→ **Текст документа**

Матисс
Шрифт:
С марта Матисс оказался практически прикованным к постели. Из-за мучительных болей в печени и желудке он больше не мог писать. «Этот год списан со счета», — с тоской признался он Маргерит 6 мая, а в конце месяца написал, что «пропустил весну так же, как в прошлом году в Лионе». Четверть века спустя Арагон напишет в очерке «Персонаж по имени Боль» о времени, проведенном вместе с художником в Ницце. Частично это была поэма в прозе, частично — воспоминания, посвященные невидимому спутнику Матисса, олицетворявшему не только опасность, угрожавшую в тот момент художнику, но и тягостное ощущение их общей печали и стыда за то, о чем нельзя было говорить вслух в то время (о предательстве, обмане, облавах, преследованиях евреев и иностранцев). Матисс чувствовал, как сгущается атмосфера страха и насилия, многое рассказывал ему и Арагон. В конце апреля Матисс второй раз выступил по радио в программе друга Арагона Клода Роя и вновь резко критиковал систему преподавания в Школе изящных искусств. После этого в «Режину» начали звонить и
Арагон с Эльзой все лето провели в Вильнёв-лез-Авиньон, где их приютил один из друзей. Из писем Матисса стало известно, что репутация «беглого коммуниста Арагона» напугала издателя «Тем и вариаций» и тот предложил, чтобы автор предисловия подписался псевдонимом. Арагон отказался. «То, что мой текст появится рядом с Вашими рисунками, которые в этом году заняли большую часть моей жизни и моих мыслей и стали моим единственным утешением среди ужаса, окружающего нас, будет для меня честью», — написал он 11 июля 1941 года Матиссу, которому все-таки удалось уломать издателя [246] и оставить подлинное имя поэта под предисловием к «Темам…».

[Данные локализации: одна точка на каждый объект]
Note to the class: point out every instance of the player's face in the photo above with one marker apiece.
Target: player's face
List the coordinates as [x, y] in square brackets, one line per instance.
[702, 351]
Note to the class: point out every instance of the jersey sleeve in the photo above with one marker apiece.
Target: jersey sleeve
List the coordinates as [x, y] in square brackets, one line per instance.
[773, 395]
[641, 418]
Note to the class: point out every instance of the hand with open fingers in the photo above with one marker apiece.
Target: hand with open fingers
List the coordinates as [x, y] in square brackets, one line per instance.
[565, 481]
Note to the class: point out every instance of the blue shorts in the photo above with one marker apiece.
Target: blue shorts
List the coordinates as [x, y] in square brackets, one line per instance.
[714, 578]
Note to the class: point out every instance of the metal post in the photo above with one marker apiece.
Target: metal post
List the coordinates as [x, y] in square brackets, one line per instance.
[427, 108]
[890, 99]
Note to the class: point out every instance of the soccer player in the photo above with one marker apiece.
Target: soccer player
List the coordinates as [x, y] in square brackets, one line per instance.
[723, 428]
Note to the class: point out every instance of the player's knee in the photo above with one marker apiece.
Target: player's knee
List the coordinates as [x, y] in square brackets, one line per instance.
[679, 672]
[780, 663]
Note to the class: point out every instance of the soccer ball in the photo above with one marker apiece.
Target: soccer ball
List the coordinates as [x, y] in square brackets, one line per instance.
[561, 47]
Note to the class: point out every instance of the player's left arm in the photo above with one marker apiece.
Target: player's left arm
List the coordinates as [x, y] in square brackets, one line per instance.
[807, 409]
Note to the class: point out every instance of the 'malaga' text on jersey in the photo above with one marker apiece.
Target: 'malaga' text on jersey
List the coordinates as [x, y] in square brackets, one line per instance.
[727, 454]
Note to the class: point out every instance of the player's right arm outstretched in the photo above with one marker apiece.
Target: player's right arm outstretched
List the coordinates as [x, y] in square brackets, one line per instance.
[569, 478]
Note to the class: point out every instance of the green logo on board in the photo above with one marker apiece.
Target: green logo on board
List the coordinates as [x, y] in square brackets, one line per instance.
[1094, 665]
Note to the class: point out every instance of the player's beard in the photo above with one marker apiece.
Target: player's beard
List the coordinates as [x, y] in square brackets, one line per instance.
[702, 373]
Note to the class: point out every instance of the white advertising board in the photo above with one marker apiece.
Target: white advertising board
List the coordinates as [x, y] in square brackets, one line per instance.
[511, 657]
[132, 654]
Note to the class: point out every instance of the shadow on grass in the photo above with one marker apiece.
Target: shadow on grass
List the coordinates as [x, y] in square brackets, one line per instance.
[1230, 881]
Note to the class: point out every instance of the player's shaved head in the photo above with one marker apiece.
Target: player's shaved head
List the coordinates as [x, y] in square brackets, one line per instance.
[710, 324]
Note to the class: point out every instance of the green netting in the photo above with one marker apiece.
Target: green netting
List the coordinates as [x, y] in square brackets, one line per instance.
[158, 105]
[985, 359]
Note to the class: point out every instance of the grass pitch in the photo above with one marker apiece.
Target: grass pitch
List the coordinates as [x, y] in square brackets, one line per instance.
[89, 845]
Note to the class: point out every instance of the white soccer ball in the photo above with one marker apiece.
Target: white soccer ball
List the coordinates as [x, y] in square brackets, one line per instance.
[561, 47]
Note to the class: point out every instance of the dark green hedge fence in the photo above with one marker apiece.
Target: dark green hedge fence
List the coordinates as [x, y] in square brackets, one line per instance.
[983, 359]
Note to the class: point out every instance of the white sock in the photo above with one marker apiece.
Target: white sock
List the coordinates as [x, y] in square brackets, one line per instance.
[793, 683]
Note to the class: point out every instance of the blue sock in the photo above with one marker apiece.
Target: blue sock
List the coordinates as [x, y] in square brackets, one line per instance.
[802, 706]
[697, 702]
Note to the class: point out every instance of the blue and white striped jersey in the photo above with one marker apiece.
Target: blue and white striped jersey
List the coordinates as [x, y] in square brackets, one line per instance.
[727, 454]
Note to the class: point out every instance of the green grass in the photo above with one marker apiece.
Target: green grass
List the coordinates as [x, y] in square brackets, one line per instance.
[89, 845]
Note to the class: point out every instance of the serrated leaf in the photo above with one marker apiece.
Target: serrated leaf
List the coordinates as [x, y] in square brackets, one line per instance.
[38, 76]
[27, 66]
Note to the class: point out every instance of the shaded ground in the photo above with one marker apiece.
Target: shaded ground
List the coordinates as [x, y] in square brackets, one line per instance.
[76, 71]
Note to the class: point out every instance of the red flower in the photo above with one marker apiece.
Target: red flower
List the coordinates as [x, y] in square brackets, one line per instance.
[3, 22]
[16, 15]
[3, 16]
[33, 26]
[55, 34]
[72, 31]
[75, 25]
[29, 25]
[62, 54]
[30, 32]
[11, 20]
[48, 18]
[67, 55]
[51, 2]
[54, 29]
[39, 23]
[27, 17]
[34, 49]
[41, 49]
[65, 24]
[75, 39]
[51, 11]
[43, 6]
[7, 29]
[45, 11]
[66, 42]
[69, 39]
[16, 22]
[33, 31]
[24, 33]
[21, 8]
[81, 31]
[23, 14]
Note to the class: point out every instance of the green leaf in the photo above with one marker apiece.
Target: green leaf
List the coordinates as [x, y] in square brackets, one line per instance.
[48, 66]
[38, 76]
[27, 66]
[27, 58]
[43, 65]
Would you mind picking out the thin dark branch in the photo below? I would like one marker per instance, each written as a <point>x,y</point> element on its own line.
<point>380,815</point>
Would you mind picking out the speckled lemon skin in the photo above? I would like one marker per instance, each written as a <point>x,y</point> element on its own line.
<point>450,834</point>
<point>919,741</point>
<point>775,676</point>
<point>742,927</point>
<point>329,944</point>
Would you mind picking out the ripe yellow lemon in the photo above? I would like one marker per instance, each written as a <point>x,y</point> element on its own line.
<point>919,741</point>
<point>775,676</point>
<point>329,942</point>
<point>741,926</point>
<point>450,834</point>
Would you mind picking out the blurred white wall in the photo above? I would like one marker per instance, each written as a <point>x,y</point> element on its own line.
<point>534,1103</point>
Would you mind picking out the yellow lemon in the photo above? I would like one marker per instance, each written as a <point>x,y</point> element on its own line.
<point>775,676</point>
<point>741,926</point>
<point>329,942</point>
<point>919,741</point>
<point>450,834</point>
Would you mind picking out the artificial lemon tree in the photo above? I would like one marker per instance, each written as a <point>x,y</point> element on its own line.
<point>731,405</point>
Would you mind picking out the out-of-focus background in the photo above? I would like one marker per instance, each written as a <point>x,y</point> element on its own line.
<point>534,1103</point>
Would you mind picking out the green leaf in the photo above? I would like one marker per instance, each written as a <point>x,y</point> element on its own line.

→ **Задания**
A - Где, согласно тексту о Матиссе, Арагон с Эльзой провели все лето?
B - Продолжите текст о Матиссе, начав сразу после его последнего предложения.
Записи никак не связаны с текстом о Матиссе.

→ **Ответы к заданиям**
A - В Вильнёв-лез-Авиньон, где их приютил один из друзей.

B -
246
Этим издателем был галерист Мартен Фабиани, специально приехавший в Ниццу в надежде заключить контракт с Матиссом, интересы которого после отъезда Поля Розенберга не представляла ни одна из парижских галерей. Фабиани был лояльно настроен к немецким властям, за что впоследствии был обвинен в коллаборационизме; неудивительно, что одно имя Арагона вызывало у него страх.
В ночь на 31 августа в Вильнёве прошли массовые аресты евреев. «Наверное, во время холодов по улицам Вильнёва дует пренеприятный ветер», — написал Матисс Арагону на следующий день, прибегнув к импровизированному коду. — Наша Ницца ласкова — хотя и не для всех в эти дни. Какой ужас!» Больше всего поражало Арагона в Матиссе душевное смятение, которое тому удавалось скрывать под маской внешнего спокойствия. Ночи становились все более мучительными: Матисс кричал во сне, пугая ночных сиделок, а просыпаясь, разражался проклятиями. Всю свою жизнь, говорил он, я не мог уснуть — я боялся, что не смогу во сне сопротивляться своим безымянным демонам («Меня населяют твари, которые будят меня, но не показываются»).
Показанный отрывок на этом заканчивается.